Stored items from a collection
--- START ---

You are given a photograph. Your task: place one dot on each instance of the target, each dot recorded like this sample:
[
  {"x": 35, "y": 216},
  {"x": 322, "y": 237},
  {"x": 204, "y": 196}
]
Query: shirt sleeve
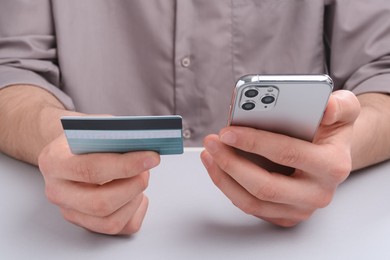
[
  {"x": 358, "y": 33},
  {"x": 28, "y": 52}
]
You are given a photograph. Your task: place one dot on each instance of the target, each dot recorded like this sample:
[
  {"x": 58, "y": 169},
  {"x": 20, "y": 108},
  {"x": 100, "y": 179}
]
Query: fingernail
[
  {"x": 150, "y": 163},
  {"x": 228, "y": 137},
  {"x": 211, "y": 146},
  {"x": 207, "y": 160}
]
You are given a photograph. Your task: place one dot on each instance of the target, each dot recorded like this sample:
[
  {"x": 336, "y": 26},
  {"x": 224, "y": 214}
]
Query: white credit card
[{"x": 120, "y": 134}]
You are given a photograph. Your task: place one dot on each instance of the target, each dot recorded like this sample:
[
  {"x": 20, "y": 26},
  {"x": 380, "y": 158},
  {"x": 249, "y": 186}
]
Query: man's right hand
[{"x": 101, "y": 192}]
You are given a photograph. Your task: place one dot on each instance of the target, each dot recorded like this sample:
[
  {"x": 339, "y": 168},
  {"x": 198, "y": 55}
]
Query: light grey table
[{"x": 189, "y": 218}]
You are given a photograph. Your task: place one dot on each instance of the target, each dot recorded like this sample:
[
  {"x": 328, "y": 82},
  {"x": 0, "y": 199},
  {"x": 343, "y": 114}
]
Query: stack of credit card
[{"x": 162, "y": 134}]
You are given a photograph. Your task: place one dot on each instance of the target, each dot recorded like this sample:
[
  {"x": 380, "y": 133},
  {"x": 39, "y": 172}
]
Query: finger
[
  {"x": 245, "y": 201},
  {"x": 261, "y": 184},
  {"x": 56, "y": 161},
  {"x": 125, "y": 220},
  {"x": 281, "y": 149},
  {"x": 96, "y": 200},
  {"x": 135, "y": 222},
  {"x": 343, "y": 107}
]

--- END ---

--- WHAT THIS TASK INVOLVES ---
Copy out every entry above word for word; omit the images.

--- RESPONSE BELOW ---
You are given a photograph. Your task: place one dot on each instance of the target, each dot recorded like this sample:
[
  {"x": 35, "y": 216},
  {"x": 322, "y": 237},
  {"x": 204, "y": 196}
]
Query: shirt sleeve
[
  {"x": 358, "y": 33},
  {"x": 28, "y": 52}
]
You are given a photograph. Your task: place one dot on each instance of the target, each dot recorded like this sample:
[
  {"x": 58, "y": 169},
  {"x": 20, "y": 108},
  {"x": 100, "y": 179}
]
Query: fingernail
[
  {"x": 150, "y": 163},
  {"x": 228, "y": 137},
  {"x": 211, "y": 146},
  {"x": 207, "y": 160}
]
You are given a photograph. Your task: place one dot on each instance of the target, each dot recorded like this sample:
[
  {"x": 336, "y": 26},
  {"x": 224, "y": 214}
]
Query: white credit card
[{"x": 120, "y": 134}]
You are given a photograph. Your task: place one dot on each instance of the target, each dot recorded like this sample:
[
  {"x": 20, "y": 26},
  {"x": 380, "y": 158},
  {"x": 249, "y": 186}
]
Query: man's right hand
[{"x": 101, "y": 192}]
You are given a photograph. Your task: place one dot on each instance of the target, each dot recorded like this sample:
[
  {"x": 339, "y": 168},
  {"x": 198, "y": 55}
]
Query: light grey table
[{"x": 189, "y": 218}]
You are given a photograph. Your task: place one dot on each instance of the target, each dot recorded like this sample:
[
  {"x": 328, "y": 82},
  {"x": 0, "y": 199},
  {"x": 343, "y": 114}
]
Query: stack of credit card
[{"x": 162, "y": 134}]
You are given a photograph. Your task: place one dot on each instance of the target, each dot recorded like this sample:
[
  {"x": 380, "y": 133},
  {"x": 39, "y": 172}
]
Query: finger
[
  {"x": 245, "y": 201},
  {"x": 261, "y": 184},
  {"x": 56, "y": 161},
  {"x": 125, "y": 220},
  {"x": 281, "y": 149},
  {"x": 96, "y": 200},
  {"x": 135, "y": 222},
  {"x": 343, "y": 107}
]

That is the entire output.